▶ **What the exercise asks**
Reproduce the entries below in full, word for word.

──────── Source data

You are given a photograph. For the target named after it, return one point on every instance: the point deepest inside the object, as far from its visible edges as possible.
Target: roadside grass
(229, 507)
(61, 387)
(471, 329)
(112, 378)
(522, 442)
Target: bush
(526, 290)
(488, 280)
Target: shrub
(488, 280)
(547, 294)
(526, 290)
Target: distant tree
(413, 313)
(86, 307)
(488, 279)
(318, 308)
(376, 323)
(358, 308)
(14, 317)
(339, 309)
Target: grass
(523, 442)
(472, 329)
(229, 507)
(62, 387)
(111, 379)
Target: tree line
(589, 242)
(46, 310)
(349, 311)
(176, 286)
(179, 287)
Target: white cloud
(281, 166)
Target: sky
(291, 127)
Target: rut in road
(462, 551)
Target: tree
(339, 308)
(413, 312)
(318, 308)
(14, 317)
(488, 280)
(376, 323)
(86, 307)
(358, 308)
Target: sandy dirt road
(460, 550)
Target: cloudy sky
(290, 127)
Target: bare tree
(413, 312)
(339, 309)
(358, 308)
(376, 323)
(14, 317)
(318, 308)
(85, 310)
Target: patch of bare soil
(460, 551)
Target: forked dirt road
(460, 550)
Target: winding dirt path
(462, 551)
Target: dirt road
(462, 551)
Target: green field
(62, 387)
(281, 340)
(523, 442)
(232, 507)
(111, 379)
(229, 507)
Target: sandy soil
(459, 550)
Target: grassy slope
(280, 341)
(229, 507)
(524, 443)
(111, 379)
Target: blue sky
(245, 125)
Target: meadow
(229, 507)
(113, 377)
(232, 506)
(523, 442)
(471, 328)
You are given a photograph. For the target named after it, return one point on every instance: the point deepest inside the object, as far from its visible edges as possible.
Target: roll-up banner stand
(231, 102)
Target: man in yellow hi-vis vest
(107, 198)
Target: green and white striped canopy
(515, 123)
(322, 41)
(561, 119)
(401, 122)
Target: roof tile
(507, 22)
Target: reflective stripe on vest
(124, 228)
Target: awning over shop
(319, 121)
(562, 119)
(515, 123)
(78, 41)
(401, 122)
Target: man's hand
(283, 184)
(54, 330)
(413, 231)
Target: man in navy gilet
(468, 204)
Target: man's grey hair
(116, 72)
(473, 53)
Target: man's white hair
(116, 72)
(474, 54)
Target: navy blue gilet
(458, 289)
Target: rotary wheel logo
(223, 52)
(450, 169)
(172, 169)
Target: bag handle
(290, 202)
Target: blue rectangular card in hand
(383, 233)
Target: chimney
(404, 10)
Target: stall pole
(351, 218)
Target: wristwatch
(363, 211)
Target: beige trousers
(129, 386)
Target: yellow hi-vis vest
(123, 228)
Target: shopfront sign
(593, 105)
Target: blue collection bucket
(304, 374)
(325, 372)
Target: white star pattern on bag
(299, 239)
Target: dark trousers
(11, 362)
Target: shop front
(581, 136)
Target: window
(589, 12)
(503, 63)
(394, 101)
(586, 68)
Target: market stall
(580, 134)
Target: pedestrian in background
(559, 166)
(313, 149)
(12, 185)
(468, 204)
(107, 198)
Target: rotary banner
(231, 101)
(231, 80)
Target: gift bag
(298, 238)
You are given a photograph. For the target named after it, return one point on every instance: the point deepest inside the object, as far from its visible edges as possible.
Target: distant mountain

────────────────

▶ **Full answer**
You are given a photograph. For the target named after it, return one point on every instance: the point deepest inside the object, as far from its visible edges as possible.
Target: roadside grass
(229, 507)
(61, 387)
(471, 329)
(112, 378)
(522, 442)
Target: bush
(526, 290)
(488, 280)
Target: shrub
(488, 280)
(547, 294)
(526, 290)
Target: distant tree
(413, 313)
(86, 307)
(488, 279)
(318, 308)
(376, 323)
(358, 308)
(14, 317)
(339, 309)
Target: grass
(523, 442)
(472, 329)
(229, 507)
(62, 387)
(111, 379)
Target: tree line
(589, 242)
(46, 310)
(349, 311)
(176, 286)
(179, 287)
Target: white cloud
(281, 166)
Target: sky
(291, 127)
Target: rut in road
(462, 551)
Target: tree
(339, 308)
(413, 312)
(318, 308)
(14, 317)
(488, 280)
(376, 323)
(86, 307)
(358, 308)
Target: sandy dirt road
(460, 550)
Target: cloudy sky
(290, 127)
Target: bare tree
(413, 312)
(339, 309)
(358, 308)
(376, 323)
(14, 317)
(318, 308)
(85, 310)
Target: patch of bare soil
(460, 551)
Target: forked dirt road
(460, 550)
Target: winding dirt path
(462, 551)
Target: dirt road
(462, 551)
Target: green field
(62, 387)
(281, 340)
(523, 442)
(232, 507)
(111, 379)
(229, 507)
Target: sandy soil
(459, 550)
Target: grassy slope
(280, 341)
(229, 507)
(524, 443)
(111, 379)
Target: blue sky
(245, 125)
Target: meadow
(229, 507)
(113, 377)
(232, 506)
(523, 442)
(471, 328)
You are given a photograph. For the target named after it, return one point on every instance: the point deepest inside the object, as far from its visible edges as possible.
Target: roll-up banner stand
(231, 102)
Target: man in yellow hi-vis vest
(107, 198)
Target: green and white striped canopy
(515, 123)
(322, 41)
(561, 119)
(401, 122)
Target: roof tile
(507, 22)
Target: reflective stripe on vest
(124, 228)
Target: awning over shop
(319, 121)
(562, 119)
(515, 123)
(78, 41)
(401, 122)
Target: man's hand
(283, 184)
(54, 330)
(413, 231)
Target: man in navy gilet
(468, 204)
Target: man's grey hair
(116, 72)
(473, 53)
Target: man's white hair
(116, 72)
(474, 54)
Target: navy blue gilet
(458, 289)
Target: rotary wheel logo
(223, 52)
(450, 169)
(172, 169)
Target: bag handle
(290, 202)
Target: blue rectangular card in hand
(383, 233)
Target: chimney
(404, 10)
Target: stall pole
(351, 218)
Target: wristwatch
(363, 211)
Target: beige trousers
(129, 386)
Target: yellow hi-vis vest
(123, 228)
Target: shopfront sign
(593, 105)
Target: blue collection bucket
(304, 374)
(325, 372)
Target: white star pattern on bag
(299, 239)
Target: dark trousers
(11, 362)
Target: shop front
(581, 136)
Target: window
(589, 12)
(503, 63)
(394, 101)
(586, 68)
Target: market stall
(580, 134)
Target: pedestrian in background
(559, 166)
(313, 149)
(12, 185)
(468, 204)
(107, 198)
Target: rotary banner
(231, 101)
(231, 80)
Target: gift bag
(298, 238)
You are given a photograph. For the target named after it, return one point on every instance: the point deepest inside the object, as far from its visible edges as possible.
Target: distant mountain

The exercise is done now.